§ Dataset
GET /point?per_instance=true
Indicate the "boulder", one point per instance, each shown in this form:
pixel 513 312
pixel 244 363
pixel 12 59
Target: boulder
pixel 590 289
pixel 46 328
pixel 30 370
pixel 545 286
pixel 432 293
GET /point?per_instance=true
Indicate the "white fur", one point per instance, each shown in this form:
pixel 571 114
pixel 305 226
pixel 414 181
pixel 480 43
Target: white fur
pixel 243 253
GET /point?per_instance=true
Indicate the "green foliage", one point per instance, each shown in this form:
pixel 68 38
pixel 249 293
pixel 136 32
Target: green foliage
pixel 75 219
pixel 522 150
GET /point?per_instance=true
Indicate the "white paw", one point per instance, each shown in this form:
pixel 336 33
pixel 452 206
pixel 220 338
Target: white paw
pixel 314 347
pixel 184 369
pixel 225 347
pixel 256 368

* * *

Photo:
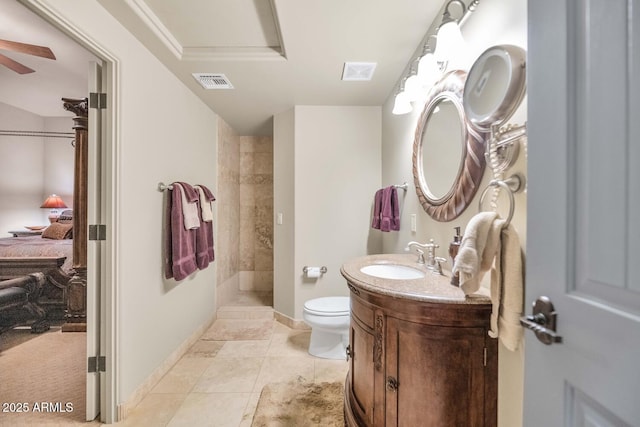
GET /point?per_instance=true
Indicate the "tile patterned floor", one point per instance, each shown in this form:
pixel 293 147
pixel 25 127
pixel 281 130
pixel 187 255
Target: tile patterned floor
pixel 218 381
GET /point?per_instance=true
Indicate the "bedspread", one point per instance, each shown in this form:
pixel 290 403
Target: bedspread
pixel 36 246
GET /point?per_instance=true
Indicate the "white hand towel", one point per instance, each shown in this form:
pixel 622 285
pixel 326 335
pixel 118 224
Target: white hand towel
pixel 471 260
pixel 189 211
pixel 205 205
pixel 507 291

§ Exercise goal
State how many lines of the records above contain the word "floor", treating case as significant, and give only the number.

§ Written solution
2